EXERCISE = List every place the meditation text below names as somewhere you could sit to meditate.
## Begin TEXT SEGMENT
We are all busier than ever these days and it can be hard adding one more thing to our "to-do" list. Meditation doesn't require long periods of time to be beneficial, it simply requires consistency - even 5 to 10 minutes a day can work wonders. By making your own happiness and wellbeing a true priority, you will feel motivated to make time for your practice in your schedule.

Misconception 4: "I Don't Have The Space To Meditate"

It would certainly be nice to be able to meditate in some extraordinary natural location or in a peaceful monastery - but that's hardly practical for most. It really doesn't matter where you do your meditation, as long as you just do it! Find somewhere reasonable quiet where you won't be disturbed for a few minutes, and where you can sit up straight comfortably - it could be sitting up in bed, on the floor, a cushion, a chair or even on a bus!

Misconception 5: "But I'm Not A Buddhist"

While a lot of meditation practices originated from Buddhism, meditation is not inherently religious, and you don't have to subscribe to any particular set of beliefs to meditate. Everyone experiences mental stress, agitation or anxiety from time to time and meditation can be beneficial to everyone - regardless what religion they belong to or even if they are not religious at all. There are, however, many practical and informative meditation classes and retreats held at Buddhist centres in many countries, and they are available to the general public no matter whether one is Buddhist or not.

Hopefully this post has cleared up some misconceptions that may have been stopping you from embarking on your own meditation practice. Meditation is truly for everyone and with patience and perseverance, it can change your life in many profound and unexpected ways.
## End TEXT SEGMENT
## Begin DATA
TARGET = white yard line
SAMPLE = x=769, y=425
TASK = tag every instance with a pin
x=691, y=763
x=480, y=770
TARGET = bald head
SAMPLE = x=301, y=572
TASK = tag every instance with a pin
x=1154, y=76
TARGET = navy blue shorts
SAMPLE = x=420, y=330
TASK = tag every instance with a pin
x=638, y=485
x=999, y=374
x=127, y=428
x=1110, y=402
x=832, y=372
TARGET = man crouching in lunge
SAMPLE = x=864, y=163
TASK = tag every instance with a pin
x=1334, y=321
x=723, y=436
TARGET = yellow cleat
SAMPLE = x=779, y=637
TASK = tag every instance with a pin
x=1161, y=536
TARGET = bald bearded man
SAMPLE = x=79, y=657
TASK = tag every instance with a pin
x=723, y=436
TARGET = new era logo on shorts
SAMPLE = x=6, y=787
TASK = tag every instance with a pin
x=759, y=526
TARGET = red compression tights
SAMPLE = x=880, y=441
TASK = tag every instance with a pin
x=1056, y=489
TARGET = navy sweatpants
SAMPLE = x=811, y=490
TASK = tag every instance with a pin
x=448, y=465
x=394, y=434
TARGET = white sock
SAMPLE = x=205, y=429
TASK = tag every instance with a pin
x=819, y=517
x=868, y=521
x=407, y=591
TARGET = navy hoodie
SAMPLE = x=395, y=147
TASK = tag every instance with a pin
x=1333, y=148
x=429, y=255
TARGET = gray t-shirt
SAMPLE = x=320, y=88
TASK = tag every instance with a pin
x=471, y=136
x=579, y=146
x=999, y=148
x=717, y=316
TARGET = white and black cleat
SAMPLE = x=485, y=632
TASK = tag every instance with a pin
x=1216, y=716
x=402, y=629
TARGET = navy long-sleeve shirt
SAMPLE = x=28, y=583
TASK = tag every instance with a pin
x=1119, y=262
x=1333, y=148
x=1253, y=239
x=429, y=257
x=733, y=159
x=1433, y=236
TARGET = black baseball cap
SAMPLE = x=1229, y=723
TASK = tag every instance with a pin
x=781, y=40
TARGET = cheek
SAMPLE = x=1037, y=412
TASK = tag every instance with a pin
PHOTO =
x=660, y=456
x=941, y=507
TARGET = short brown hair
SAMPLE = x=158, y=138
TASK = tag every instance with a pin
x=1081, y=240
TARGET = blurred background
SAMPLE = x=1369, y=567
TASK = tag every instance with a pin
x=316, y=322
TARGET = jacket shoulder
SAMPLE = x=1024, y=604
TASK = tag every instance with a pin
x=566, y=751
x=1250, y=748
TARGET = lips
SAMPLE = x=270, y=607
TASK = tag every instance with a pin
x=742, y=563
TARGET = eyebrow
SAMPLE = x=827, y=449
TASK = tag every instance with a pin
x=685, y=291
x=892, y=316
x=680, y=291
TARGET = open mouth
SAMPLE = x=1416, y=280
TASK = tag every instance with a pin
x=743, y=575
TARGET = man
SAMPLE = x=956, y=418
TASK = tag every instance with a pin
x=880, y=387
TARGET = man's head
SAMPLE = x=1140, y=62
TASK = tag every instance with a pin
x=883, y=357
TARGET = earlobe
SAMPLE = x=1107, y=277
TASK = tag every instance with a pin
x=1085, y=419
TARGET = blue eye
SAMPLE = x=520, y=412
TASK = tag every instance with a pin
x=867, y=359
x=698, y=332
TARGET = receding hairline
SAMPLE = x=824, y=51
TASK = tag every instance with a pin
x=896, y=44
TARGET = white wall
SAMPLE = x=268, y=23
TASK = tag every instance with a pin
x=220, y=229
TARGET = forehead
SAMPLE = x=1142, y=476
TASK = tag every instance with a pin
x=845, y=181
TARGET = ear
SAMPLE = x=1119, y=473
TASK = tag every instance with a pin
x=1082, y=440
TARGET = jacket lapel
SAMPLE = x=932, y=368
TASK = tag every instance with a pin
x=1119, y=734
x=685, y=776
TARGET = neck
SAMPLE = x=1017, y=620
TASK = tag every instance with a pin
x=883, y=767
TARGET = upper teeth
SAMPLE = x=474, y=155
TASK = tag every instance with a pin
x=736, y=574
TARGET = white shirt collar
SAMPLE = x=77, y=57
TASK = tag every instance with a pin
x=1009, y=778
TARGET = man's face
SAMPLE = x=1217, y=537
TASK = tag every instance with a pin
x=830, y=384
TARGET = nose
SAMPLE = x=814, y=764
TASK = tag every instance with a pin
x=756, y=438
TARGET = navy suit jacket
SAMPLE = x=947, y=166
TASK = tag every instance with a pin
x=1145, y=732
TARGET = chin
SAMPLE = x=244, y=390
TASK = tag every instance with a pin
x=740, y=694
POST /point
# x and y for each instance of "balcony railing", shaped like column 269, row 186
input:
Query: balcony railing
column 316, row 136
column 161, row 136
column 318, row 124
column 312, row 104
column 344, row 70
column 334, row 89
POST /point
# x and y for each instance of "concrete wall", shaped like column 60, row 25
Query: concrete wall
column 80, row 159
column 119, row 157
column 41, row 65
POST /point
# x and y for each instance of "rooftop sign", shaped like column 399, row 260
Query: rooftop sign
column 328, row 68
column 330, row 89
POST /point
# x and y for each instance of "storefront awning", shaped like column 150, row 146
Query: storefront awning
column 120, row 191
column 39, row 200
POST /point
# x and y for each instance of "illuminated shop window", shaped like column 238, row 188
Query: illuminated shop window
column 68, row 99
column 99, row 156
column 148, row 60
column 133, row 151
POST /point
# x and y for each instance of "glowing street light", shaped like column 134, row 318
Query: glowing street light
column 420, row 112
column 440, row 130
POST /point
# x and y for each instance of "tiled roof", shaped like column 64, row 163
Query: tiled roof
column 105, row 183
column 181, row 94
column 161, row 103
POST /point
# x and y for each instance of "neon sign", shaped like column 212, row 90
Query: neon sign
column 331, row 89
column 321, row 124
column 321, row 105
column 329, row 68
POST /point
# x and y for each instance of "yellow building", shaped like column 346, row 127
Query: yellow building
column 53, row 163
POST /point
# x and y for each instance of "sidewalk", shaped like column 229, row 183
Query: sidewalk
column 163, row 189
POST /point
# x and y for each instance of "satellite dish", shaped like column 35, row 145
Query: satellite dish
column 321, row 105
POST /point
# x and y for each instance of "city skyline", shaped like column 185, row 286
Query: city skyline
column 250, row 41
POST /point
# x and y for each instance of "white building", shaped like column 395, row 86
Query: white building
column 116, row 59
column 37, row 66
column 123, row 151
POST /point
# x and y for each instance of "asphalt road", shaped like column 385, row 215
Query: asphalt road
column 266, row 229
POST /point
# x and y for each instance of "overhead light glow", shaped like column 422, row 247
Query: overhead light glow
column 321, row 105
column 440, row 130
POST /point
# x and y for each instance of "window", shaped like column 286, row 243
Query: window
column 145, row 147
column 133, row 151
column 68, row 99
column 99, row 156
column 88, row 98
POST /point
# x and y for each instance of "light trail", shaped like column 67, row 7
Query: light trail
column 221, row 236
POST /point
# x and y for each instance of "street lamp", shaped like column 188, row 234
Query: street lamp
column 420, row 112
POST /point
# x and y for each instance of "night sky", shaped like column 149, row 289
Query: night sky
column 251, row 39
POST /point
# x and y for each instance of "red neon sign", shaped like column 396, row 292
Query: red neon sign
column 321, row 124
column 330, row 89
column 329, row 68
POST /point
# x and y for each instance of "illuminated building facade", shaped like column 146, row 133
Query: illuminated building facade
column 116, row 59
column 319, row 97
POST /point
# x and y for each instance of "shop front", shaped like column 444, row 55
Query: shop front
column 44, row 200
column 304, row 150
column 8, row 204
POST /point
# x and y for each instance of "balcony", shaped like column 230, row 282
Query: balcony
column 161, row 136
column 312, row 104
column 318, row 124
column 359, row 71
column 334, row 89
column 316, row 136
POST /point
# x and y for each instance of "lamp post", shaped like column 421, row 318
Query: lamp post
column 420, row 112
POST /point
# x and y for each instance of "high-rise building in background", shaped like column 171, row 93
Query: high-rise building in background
## End DATA
THE OUTPUT =
- Sitting up in bed
- On the floor
- A cushion
- A chair
- On a bus